--- Begin Exercise data ---
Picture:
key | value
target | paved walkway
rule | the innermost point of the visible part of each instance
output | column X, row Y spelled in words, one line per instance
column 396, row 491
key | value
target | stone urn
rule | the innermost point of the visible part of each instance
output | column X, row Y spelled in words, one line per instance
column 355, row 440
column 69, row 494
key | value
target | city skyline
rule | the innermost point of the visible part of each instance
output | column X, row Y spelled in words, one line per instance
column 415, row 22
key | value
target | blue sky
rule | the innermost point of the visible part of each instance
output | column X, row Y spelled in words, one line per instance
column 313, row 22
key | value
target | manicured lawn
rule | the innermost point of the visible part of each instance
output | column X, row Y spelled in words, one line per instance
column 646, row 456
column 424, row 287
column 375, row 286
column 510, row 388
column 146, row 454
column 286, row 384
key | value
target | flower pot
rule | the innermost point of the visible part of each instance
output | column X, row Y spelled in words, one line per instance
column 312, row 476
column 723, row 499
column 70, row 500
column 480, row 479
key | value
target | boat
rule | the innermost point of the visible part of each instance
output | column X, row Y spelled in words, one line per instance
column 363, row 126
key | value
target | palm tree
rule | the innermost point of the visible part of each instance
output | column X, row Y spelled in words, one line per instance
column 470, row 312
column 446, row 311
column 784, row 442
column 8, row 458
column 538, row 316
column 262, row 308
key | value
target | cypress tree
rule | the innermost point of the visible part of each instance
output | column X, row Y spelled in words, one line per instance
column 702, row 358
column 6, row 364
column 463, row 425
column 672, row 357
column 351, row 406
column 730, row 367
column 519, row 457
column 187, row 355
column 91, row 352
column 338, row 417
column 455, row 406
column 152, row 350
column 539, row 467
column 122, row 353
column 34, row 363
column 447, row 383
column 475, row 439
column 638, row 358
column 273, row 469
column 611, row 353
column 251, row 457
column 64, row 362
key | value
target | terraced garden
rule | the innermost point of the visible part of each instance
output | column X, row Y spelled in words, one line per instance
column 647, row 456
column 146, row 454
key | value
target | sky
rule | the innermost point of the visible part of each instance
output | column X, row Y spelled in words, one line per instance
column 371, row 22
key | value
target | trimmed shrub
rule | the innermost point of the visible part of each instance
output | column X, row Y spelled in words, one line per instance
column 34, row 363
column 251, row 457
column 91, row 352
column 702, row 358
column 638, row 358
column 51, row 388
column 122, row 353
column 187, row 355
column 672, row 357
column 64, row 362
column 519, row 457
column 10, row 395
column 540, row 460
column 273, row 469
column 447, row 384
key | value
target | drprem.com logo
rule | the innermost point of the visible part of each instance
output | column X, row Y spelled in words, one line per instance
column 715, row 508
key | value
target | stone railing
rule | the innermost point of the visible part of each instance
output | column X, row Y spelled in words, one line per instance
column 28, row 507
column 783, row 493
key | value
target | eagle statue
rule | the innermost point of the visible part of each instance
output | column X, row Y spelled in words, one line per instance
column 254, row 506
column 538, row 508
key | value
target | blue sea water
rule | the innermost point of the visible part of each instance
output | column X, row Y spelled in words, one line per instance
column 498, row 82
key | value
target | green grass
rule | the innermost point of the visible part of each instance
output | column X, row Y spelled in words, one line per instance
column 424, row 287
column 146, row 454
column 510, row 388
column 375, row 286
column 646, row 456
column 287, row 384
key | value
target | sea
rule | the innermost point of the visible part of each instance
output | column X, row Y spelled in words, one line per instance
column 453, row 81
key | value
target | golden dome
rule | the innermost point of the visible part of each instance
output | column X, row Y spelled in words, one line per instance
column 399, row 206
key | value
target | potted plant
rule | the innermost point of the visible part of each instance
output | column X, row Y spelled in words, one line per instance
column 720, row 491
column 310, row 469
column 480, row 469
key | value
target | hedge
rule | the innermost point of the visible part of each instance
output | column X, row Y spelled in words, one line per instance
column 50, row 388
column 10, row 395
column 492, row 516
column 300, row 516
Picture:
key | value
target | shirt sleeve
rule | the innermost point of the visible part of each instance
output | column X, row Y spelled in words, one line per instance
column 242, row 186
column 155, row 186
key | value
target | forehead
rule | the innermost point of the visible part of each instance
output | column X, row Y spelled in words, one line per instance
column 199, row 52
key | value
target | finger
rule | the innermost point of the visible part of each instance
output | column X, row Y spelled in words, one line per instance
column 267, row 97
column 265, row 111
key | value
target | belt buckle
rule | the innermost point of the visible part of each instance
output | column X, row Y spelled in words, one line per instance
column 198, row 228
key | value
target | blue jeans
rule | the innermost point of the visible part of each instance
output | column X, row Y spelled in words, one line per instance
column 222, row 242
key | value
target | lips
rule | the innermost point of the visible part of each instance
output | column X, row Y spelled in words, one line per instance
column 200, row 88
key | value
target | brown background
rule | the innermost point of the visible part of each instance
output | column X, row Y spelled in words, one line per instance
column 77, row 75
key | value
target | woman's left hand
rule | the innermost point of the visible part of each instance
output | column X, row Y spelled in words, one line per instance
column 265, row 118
--- End Exercise data ---
• Task details: Express the entries above, from their first line through the line containing "column 415, row 22", as a JSON list of strings with one string per line. Leave out blank lines.

• Finished exercise:
[
  "Picture:",
  "key | value",
  "target | paved walkway",
  "rule | the innermost point of the visible part of each instance",
  "output | column X, row Y spelled in words, one line per instance",
  "column 396, row 491",
  "key | value",
  "target | stone urn",
  "rule | the innermost point of the visible part of each instance",
  "output | column X, row Y spelled in words, one line per instance",
  "column 355, row 440",
  "column 69, row 494",
  "key | value",
  "target | city skyline",
  "rule | the innermost point of the visible part of each instance",
  "output | column X, row Y spelled in words, one line per instance",
  "column 415, row 22"
]